_EXERCISE AIM_
Word for word, restate every record, though not the pictures.

_EXERCISE MATERIAL_
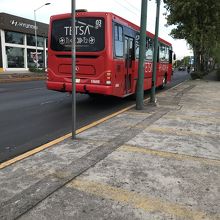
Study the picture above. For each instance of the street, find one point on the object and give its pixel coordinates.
(31, 115)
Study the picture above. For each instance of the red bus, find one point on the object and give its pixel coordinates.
(107, 53)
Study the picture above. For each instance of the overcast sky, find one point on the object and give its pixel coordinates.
(128, 9)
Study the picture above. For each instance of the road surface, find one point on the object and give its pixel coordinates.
(31, 115)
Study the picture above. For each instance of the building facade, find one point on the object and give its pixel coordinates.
(18, 43)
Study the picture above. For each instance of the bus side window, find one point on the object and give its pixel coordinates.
(118, 39)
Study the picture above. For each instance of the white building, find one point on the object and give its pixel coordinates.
(18, 45)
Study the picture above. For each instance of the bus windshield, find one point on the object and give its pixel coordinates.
(90, 34)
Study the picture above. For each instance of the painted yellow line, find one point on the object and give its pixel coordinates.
(176, 131)
(56, 141)
(144, 202)
(169, 155)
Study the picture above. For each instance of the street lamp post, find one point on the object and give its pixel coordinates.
(35, 32)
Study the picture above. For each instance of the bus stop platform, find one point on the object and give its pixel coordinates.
(162, 162)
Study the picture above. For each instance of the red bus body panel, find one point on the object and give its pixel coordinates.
(94, 69)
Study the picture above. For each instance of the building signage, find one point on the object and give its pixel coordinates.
(89, 34)
(22, 24)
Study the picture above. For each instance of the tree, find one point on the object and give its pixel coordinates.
(198, 22)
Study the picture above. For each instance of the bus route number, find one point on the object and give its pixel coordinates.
(98, 24)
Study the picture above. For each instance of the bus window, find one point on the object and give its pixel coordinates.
(118, 39)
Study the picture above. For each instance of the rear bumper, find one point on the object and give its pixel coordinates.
(81, 88)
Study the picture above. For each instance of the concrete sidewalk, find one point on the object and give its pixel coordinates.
(21, 76)
(159, 163)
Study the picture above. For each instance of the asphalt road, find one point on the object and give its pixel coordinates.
(31, 115)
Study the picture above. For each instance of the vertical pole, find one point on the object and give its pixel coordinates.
(153, 89)
(35, 33)
(73, 72)
(44, 55)
(142, 45)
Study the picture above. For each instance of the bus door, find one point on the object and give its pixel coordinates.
(129, 56)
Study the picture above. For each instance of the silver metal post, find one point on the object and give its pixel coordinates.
(73, 72)
(35, 32)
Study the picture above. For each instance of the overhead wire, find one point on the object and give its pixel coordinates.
(138, 10)
(122, 5)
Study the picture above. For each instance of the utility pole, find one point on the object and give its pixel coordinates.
(73, 9)
(153, 89)
(142, 50)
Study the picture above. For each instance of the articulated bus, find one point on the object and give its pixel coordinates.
(107, 53)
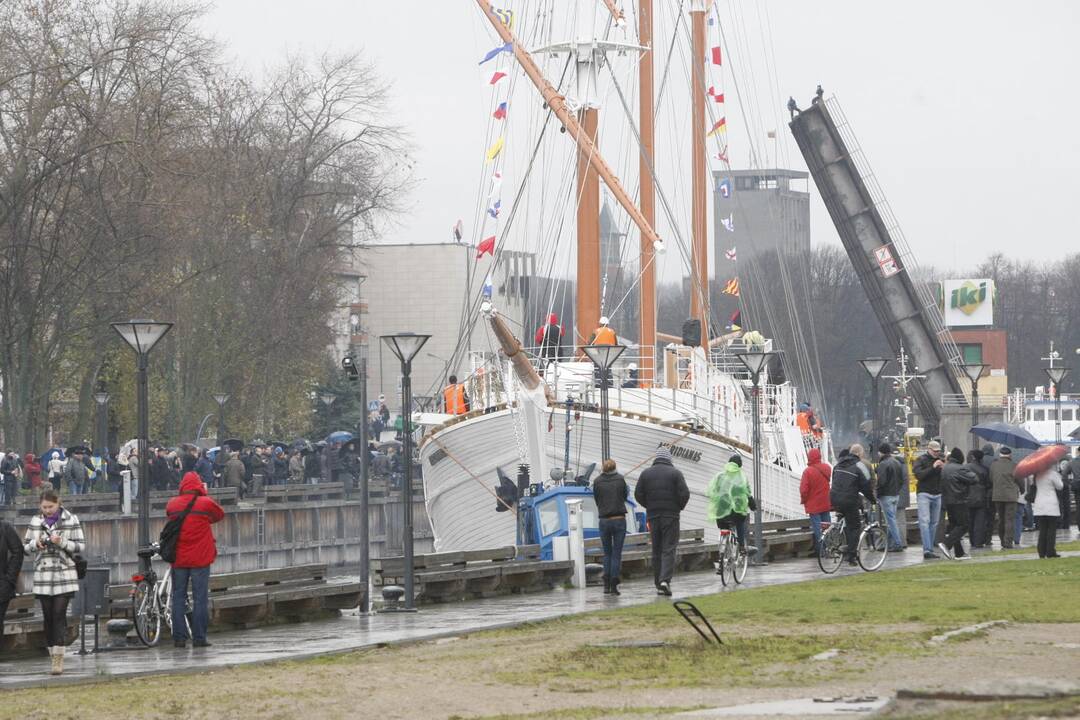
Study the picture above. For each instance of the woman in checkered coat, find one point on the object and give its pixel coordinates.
(54, 538)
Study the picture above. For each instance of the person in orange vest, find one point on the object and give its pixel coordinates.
(604, 335)
(455, 399)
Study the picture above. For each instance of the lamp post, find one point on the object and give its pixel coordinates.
(102, 398)
(756, 362)
(1056, 375)
(874, 367)
(220, 398)
(358, 371)
(405, 345)
(142, 336)
(974, 371)
(604, 357)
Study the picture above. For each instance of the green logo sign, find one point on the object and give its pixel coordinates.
(968, 297)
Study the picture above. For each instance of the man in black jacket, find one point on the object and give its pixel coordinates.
(662, 491)
(610, 493)
(957, 479)
(850, 480)
(890, 484)
(11, 564)
(928, 493)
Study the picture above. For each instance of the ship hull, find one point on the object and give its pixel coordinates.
(459, 463)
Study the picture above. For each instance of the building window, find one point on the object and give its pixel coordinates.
(971, 352)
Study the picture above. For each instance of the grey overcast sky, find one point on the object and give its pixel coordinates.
(964, 108)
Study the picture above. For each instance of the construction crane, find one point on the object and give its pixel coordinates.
(904, 306)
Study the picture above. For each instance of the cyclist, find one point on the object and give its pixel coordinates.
(730, 500)
(850, 479)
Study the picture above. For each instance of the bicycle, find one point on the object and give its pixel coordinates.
(871, 549)
(732, 558)
(151, 601)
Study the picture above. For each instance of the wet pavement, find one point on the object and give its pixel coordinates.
(352, 632)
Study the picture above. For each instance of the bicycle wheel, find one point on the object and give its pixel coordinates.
(147, 614)
(829, 555)
(739, 567)
(873, 547)
(725, 562)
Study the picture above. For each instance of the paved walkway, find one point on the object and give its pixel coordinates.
(353, 632)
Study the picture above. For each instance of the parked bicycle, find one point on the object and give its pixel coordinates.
(871, 549)
(732, 558)
(151, 600)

_ANSWER FOR THIS EXERCISE_
Study the picture above. For each instance of the street, find one point on the object and give its pixel coordinates.
(31, 115)
Study the picture above. For each instance of the red bus, find one point on the object and give its pixel coordinates.
(107, 53)
Study the picture above. For each instance of the overcast sky, find one point on the object and give its pixel coordinates.
(128, 9)
Study the picture above. For each instance of the road surface, find one point on the object and give its pixel coordinates.
(31, 115)
Study the picture above. For each instance of the building facade, find one point on the object and give its pixel coordinates.
(18, 43)
Study the picture above. For each instance of the bus side window, find one point on the object and give its pixel coordinates.
(118, 39)
Study the picture above. For each instance of the white building, find one point on the object and give its pixel coordinates.
(18, 45)
Study the picture above. For each instance of the bus windshield, find one point on the object and give its pixel coordinates.
(90, 34)
Study the picture above. For each instance of the painted yellow line, find one point on the object and give its pixel coordinates.
(176, 131)
(56, 141)
(144, 202)
(169, 155)
Study the picture above. For each instance of the street lamp post, find one point on the object and give its pixel coordinates.
(35, 32)
Study the picture above. For each instance of the bus stop platform, find one point on the object and give its pixel coordinates.
(162, 162)
Study the picture above. For each instance of the red bus body panel, find one point on the object and give its pixel coordinates.
(94, 69)
Study the picture above. For each instance of the building signage, find one point on the object and give its pixel coordinates.
(89, 34)
(22, 24)
Study the picture above. For each instance of the tree, find one point on the object and give its pixel coordinates.
(198, 22)
Study the picture above. For each instance of the bus route number, find one point on the object and give its pixel coordinates.
(98, 24)
Study the picture above. For each instance of the bus window, find one point on the object and give its pixel coordinates.
(118, 39)
Study the picture above. For each instance of the rear bumper, find one point on the object and give its pixel coordinates.
(81, 88)
Study the picture above. For each instance of the concrete sidewalk, find one point on the object and give its pixel coordinates.
(21, 76)
(159, 163)
Study the picture above. For each instance of the asphalt road, find one point on the object and give its pixel coordinates.
(31, 115)
Study the picture above. For each instance of the vertical pole, find one point on the object and give its pixel coordinates.
(153, 89)
(35, 33)
(73, 72)
(44, 55)
(142, 45)
Study the picture above. For each instance of the bus door, find one point on the object and give its pixel coordinates.
(129, 56)
Study the picture above. For each instance of the silver metal post, find one point on the object and give its pixel coordinates.
(73, 72)
(35, 32)
Study the picture above. For each instance of the overhead wire, find one point on the object and give its pixel coordinates.
(138, 10)
(122, 5)
Study the picture above. For each instance of the utility pole, find one point on the object and give its pixel coordinates.
(73, 9)
(153, 89)
(142, 50)
Study the picture above. For each instance of the articulated bus, find one point on the object and give its pixel coordinates.
(107, 53)
Study the picture above. For each instance of the woman in checkered coat, find one point on the object and give its pixel coordinates.
(54, 538)
Study the picture above. For each instance of the person in orange vest, find one point on the object and give its pixel coordinates.
(604, 335)
(455, 399)
Study the picture above. For each instance of the lamp post, find one point on the object and give its pixel coordinates.
(102, 398)
(756, 362)
(1056, 375)
(874, 367)
(220, 398)
(358, 371)
(405, 345)
(142, 336)
(974, 371)
(604, 357)
Study the picture above. For each instance of the green logo sign, find one point on the object and give its pixel coordinates.
(968, 297)
Study the picture above. For each instance of the man in black jacket, find one point on the object and give its pixel coordinates.
(662, 491)
(610, 493)
(957, 479)
(850, 480)
(890, 484)
(11, 564)
(928, 493)
Study the picture above. For each instance of the ship hull, find one point on the object and give its pixel coordinates.
(459, 463)
Study the picture above. For each instance of the building window, find one point on the object and give its pixel coordinates.
(971, 352)
Study the picture above. For each instance of the grey overcast sky, find one point on the object and give its pixel coordinates.
(964, 108)
Study the picture above. For each instance of the construction crane, find one point on the object and give its pixel coordinates.
(904, 306)
Study the picture above. For each instance of the cyclist, find one point on the object and give its pixel coordinates.
(730, 500)
(850, 479)
Study the picture above. For each instance of the bicycle, find one point on the object and give its pixel coordinates.
(871, 549)
(732, 558)
(151, 601)
Study the picture above. For each instance of the wet pavement, find one point on the object and give its pixel coordinates.
(352, 632)
Study the picture above. For each instance of the bicycle wheel, find one point on the object and give its pixel coordinates.
(147, 614)
(829, 555)
(739, 567)
(873, 547)
(725, 562)
Study the picture above. For each instance of the paved walkway, find one point on the object and give its pixel coordinates.
(353, 632)
Study the picture above. For each instance of the parked bicycle, find one point on the object and give its pixel coordinates.
(871, 549)
(732, 558)
(151, 600)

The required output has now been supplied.